WHAT NEEDS TO BE DONE: Copy out, character for character, everything in the records below from the line containing "crust, it would be much appreciated." down to the line containing "747), (237, 687)]", with both of those lines included.

Segmentation dataset excerpts:
· · · ·
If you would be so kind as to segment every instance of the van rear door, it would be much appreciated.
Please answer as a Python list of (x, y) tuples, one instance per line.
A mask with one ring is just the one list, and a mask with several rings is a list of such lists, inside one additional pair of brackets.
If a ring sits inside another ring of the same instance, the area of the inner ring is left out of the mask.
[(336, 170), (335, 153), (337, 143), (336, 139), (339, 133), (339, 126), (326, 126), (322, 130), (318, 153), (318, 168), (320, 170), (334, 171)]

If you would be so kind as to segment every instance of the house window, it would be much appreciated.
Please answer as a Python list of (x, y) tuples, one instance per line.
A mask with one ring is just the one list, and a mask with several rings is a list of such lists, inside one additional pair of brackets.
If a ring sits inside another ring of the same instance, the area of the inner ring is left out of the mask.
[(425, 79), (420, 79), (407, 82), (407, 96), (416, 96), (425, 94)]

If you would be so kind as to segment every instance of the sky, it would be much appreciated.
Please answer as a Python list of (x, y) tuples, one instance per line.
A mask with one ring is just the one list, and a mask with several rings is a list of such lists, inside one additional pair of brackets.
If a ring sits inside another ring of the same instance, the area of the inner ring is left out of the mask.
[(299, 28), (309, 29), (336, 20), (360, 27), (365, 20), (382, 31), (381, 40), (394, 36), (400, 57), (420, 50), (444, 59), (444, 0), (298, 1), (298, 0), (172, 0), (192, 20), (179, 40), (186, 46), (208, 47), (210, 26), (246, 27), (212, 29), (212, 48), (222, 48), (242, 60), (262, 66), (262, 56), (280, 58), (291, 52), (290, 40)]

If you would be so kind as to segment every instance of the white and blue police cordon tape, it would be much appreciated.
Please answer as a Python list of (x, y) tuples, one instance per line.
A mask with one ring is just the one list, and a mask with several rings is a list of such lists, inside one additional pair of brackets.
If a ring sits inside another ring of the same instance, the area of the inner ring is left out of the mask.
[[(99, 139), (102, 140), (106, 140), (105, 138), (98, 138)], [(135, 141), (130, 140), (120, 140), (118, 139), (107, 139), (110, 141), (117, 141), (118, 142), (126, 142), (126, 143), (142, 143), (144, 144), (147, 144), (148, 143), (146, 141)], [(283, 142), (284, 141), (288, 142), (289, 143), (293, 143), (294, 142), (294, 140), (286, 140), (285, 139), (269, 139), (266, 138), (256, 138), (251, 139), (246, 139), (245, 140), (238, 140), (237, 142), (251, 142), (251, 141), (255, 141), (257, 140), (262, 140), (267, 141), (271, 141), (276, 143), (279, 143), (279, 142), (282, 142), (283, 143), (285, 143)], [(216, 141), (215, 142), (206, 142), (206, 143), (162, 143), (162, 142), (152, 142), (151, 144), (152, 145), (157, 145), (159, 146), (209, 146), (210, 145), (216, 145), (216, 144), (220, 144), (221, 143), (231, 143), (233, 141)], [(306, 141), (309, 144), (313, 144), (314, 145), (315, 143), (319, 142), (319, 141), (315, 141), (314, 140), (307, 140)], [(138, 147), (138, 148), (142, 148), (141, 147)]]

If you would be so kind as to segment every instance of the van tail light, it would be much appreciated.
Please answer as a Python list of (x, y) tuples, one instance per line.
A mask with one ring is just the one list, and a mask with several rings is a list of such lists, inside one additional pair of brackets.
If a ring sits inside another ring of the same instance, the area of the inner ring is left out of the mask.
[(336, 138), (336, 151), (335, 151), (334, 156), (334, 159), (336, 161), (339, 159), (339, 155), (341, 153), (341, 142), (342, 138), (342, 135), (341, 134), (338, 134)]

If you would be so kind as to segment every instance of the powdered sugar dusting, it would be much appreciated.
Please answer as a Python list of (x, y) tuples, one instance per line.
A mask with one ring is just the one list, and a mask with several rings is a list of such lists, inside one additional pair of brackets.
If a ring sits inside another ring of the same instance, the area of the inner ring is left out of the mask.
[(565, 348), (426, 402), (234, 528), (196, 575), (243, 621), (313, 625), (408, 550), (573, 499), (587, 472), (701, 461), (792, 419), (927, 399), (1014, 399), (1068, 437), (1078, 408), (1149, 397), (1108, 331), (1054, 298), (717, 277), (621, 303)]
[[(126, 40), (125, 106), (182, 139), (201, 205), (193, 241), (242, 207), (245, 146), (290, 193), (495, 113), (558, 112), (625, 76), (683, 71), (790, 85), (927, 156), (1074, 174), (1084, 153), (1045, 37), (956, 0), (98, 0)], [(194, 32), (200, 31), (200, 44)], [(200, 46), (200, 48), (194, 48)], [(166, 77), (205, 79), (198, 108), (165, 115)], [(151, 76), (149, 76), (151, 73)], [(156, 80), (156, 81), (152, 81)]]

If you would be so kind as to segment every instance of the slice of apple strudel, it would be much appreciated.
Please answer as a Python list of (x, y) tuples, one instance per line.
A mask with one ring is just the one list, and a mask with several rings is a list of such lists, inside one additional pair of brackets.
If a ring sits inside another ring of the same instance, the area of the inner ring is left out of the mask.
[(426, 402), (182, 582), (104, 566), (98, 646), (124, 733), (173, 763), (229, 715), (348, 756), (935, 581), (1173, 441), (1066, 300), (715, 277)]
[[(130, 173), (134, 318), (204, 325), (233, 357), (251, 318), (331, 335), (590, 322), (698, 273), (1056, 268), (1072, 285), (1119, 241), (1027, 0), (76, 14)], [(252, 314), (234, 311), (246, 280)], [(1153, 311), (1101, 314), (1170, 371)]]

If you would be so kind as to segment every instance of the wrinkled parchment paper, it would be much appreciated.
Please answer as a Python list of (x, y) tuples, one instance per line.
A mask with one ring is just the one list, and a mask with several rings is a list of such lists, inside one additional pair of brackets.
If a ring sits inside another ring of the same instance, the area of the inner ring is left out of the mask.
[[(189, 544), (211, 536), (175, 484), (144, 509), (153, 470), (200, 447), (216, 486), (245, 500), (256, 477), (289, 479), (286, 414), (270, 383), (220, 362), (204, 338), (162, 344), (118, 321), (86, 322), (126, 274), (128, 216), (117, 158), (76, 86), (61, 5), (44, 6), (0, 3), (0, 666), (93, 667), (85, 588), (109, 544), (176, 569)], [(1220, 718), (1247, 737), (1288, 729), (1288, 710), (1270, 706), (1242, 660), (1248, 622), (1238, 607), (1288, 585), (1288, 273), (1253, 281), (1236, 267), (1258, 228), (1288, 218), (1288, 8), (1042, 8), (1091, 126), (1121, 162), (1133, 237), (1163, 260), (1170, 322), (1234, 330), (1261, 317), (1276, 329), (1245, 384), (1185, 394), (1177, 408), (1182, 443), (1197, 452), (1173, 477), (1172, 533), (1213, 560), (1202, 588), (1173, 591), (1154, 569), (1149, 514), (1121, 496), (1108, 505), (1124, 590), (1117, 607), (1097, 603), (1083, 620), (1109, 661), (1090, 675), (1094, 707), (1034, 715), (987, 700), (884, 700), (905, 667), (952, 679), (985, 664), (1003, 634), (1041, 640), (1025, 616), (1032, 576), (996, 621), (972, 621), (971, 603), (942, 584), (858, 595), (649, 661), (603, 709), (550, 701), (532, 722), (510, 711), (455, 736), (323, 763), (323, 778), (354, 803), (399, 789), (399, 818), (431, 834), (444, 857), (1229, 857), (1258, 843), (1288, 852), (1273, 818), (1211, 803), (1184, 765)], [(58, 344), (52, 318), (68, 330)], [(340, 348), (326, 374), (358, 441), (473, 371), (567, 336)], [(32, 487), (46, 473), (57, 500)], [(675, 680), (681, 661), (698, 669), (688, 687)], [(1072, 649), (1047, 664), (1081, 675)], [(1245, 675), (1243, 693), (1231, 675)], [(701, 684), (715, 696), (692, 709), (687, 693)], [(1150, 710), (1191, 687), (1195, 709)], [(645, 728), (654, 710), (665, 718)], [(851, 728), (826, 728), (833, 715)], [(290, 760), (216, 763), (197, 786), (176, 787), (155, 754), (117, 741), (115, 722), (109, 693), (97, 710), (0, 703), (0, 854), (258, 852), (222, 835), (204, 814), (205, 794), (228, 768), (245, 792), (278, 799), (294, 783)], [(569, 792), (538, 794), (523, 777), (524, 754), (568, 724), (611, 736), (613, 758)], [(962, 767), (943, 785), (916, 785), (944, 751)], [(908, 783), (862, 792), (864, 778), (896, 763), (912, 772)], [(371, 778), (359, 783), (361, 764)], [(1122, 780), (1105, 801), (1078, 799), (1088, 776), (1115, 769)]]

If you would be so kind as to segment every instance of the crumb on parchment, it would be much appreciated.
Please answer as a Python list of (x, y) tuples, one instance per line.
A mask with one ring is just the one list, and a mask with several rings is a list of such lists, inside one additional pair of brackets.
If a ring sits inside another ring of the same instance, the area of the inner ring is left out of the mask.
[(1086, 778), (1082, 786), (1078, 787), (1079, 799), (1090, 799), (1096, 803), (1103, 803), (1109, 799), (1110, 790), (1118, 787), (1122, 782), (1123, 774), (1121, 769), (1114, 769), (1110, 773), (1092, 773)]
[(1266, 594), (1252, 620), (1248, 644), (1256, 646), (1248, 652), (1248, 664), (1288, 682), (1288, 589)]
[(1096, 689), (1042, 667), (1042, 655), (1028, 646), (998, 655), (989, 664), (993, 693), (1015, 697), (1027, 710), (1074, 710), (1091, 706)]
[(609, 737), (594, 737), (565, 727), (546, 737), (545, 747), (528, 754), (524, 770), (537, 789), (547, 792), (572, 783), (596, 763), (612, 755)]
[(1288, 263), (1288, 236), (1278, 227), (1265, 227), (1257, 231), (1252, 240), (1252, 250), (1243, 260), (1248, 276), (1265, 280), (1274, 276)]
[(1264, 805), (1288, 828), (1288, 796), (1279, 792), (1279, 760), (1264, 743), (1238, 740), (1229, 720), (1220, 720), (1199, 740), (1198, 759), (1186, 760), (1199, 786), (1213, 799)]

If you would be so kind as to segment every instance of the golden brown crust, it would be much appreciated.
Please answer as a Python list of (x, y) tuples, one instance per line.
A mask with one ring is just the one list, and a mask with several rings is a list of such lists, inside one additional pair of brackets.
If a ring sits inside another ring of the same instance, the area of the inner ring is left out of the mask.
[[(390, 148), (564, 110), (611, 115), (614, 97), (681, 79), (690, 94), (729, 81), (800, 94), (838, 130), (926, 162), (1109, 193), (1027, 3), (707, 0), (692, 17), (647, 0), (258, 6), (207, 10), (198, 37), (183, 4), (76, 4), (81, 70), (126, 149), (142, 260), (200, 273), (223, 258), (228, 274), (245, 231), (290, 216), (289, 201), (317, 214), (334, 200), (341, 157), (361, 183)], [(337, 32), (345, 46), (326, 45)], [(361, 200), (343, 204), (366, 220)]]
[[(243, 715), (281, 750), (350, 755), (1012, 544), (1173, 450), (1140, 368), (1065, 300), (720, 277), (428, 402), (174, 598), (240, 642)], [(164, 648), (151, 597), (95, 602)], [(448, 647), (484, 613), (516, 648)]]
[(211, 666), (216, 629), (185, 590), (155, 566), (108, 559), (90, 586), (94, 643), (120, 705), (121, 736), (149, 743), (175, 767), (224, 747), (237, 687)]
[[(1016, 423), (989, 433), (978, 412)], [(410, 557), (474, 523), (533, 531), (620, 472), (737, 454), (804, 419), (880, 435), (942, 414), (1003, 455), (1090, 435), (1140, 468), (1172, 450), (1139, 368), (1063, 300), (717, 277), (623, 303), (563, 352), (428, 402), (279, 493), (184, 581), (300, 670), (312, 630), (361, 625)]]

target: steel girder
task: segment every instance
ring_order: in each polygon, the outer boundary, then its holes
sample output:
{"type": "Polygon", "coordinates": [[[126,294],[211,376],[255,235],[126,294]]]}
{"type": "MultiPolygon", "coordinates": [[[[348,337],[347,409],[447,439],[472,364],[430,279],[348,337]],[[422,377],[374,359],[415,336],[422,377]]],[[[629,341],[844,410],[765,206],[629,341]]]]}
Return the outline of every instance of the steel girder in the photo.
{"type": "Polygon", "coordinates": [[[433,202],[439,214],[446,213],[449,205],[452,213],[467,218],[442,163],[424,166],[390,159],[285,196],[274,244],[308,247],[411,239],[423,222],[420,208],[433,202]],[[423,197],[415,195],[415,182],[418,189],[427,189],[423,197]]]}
· · · ·
RESPONSE TO THIS TASK:
If you would be so kind as to segment every instance of the golden brown crust, it would be much appreciated.
Please answer as a Python list of (x, y) tuples, one instance per line.
A mask with one ring is just the one list, and a mask with several rings is a list of such lists, inside one additional pair of brackets.
If a ring sits inside another ring of the same instance, the area of the inner ring is left out of the mask.
[[(390, 148), (564, 110), (611, 115), (614, 97), (681, 79), (690, 94), (729, 81), (800, 94), (838, 130), (926, 162), (1109, 193), (1027, 3), (707, 0), (692, 17), (647, 0), (258, 6), (207, 10), (198, 37), (183, 4), (76, 4), (81, 70), (126, 149), (142, 260), (200, 273), (223, 258), (228, 274), (245, 231), (290, 216), (289, 201), (317, 214), (334, 200), (341, 157), (361, 183)], [(337, 32), (345, 46), (326, 45)], [(361, 200), (343, 204), (366, 220)]]
[[(243, 715), (281, 750), (350, 755), (1012, 544), (1173, 450), (1140, 368), (1065, 300), (720, 277), (428, 402), (174, 598), (240, 642)], [(164, 648), (151, 597), (95, 602)], [(448, 647), (484, 613), (516, 648)]]
[(211, 666), (216, 629), (185, 590), (155, 566), (108, 559), (90, 586), (94, 643), (120, 705), (121, 736), (149, 743), (175, 767), (224, 747), (237, 687)]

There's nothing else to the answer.